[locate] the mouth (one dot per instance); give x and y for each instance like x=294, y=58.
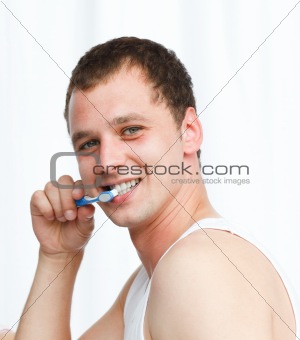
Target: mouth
x=124, y=187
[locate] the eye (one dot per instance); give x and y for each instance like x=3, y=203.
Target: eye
x=131, y=130
x=88, y=145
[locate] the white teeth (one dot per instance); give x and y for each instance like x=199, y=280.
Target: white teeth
x=125, y=187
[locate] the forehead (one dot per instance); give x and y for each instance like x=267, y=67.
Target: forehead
x=126, y=92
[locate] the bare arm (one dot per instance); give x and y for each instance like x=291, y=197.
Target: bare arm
x=62, y=239
x=197, y=293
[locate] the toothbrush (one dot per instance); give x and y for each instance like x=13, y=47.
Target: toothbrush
x=105, y=196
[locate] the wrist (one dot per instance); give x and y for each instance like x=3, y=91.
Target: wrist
x=61, y=261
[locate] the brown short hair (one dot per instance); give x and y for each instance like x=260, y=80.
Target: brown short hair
x=160, y=65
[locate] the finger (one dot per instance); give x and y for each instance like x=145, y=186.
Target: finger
x=85, y=218
x=52, y=193
x=66, y=186
x=78, y=191
x=40, y=205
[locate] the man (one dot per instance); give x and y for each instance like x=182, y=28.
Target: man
x=130, y=104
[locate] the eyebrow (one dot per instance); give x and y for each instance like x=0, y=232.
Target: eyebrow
x=122, y=119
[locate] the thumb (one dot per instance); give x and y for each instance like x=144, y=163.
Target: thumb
x=85, y=219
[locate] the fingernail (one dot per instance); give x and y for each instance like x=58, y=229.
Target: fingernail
x=70, y=214
x=77, y=191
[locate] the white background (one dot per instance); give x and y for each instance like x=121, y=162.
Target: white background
x=254, y=121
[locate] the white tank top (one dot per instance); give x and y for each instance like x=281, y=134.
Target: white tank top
x=137, y=297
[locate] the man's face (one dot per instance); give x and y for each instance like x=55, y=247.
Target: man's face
x=119, y=122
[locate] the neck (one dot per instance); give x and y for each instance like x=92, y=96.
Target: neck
x=152, y=241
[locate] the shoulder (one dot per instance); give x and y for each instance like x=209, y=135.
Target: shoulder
x=212, y=280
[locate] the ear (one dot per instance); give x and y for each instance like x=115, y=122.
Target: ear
x=191, y=130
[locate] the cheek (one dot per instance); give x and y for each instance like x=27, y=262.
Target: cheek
x=87, y=167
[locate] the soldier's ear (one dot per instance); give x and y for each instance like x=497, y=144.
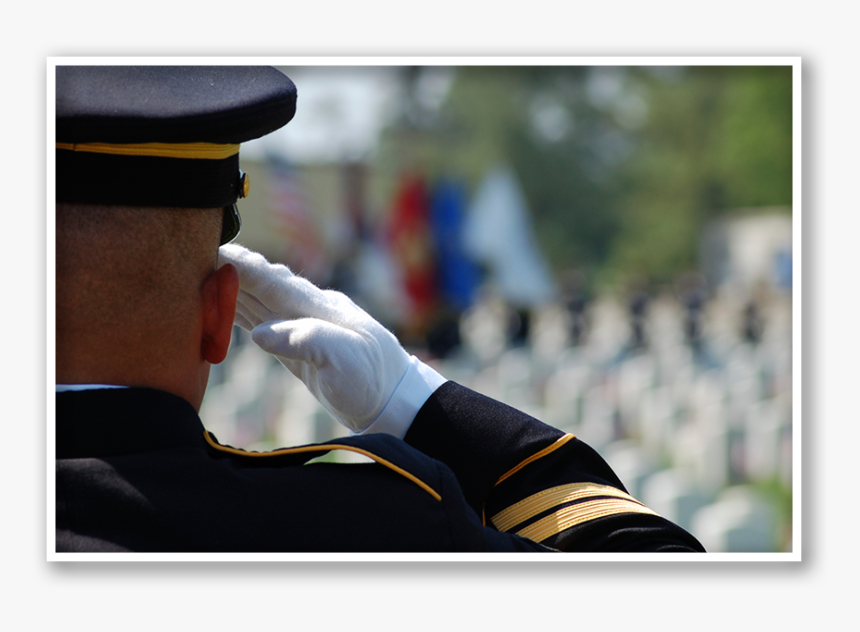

──────

▸ What you should do
Reproduce every entry above, switching each occurrence of "one dot per instance" to "one point per instance" and leaving all other text unchanged. Omit the picture lines from the output.

▸ Task response
[locate] the mouth (one point per instance); give x and y for each instance like x=294, y=58.
Target: mouth
x=124, y=187
[locate] the eye (one point per instance); give x and y for each instance like x=3, y=203.
Target: eye
x=131, y=130
x=88, y=145
[locate] the white teeth (one point per instance); give x and y for each instance like x=199, y=280.
Target: white teeth
x=125, y=187
[locate] the forehead (one point per instance); give x and y for each instance like x=267, y=67.
Target: forehead
x=126, y=92
[locate] the bare arm (one point per instance); give x and y for each instance like x=291, y=197.
Target: bare arm
x=62, y=239
x=197, y=293
[locate] the toothbrush (one point per instance); give x and y for each instance like x=13, y=47.
Target: toothbrush
x=105, y=196
[locate] the wrist (one point per instance); give x and y for each instance like x=3, y=91.
Target: wrist
x=61, y=261
[locate] the brown short hair (one point per instance); give x and y for each instance like x=260, y=80.
Target: brown short hair
x=160, y=65
[locate] the finger (one point per instance); give x and y for each instance like x=145, y=186.
Target: finger
x=85, y=218
x=52, y=193
x=66, y=186
x=78, y=191
x=40, y=205
[locate] the man (one point per instance); give x and y for each instance like x=182, y=28.
Target: man
x=130, y=104
[locate] the eyebrow (one point per instance); give x and y for each instance like x=0, y=232.
Target: eyebrow
x=122, y=119
[locate] the thumb (one point per instance); give x and y for each instance like x=144, y=163.
Target: thumb
x=85, y=219
[locate] the fingernail (one point per instance); give x and y for each instance like x=58, y=229.
Target: fingernail
x=70, y=214
x=77, y=191
[locate] the white background (one point per instance); give x and y for each instance like x=121, y=162.
Target: white background
x=254, y=121
[locate] the white tank top (one point per instance); give x and y for each instance like x=281, y=134.
Target: white tank top
x=137, y=297
[locate] the man's face (one point per instance); give x and y for each instance like x=55, y=247.
Target: man's face
x=119, y=122
[locate] the neck (one point per instance); give x and y for each instance like x=92, y=96.
Target: neck
x=152, y=241
[locate] the shoulder (one point per instance); give x and y for each instance like x=209, y=135.
Target: shoulder
x=212, y=280
[locate] the ear (one point per instance); give x and y for each instance like x=115, y=122.
Target: ear
x=191, y=130
[locate] the cheek (one point per instance); give x and y for each instance like x=27, y=262.
Target: cheek
x=87, y=167
[locate] the soldier's ear (one point per instance); give x and y for each instance like x=497, y=144.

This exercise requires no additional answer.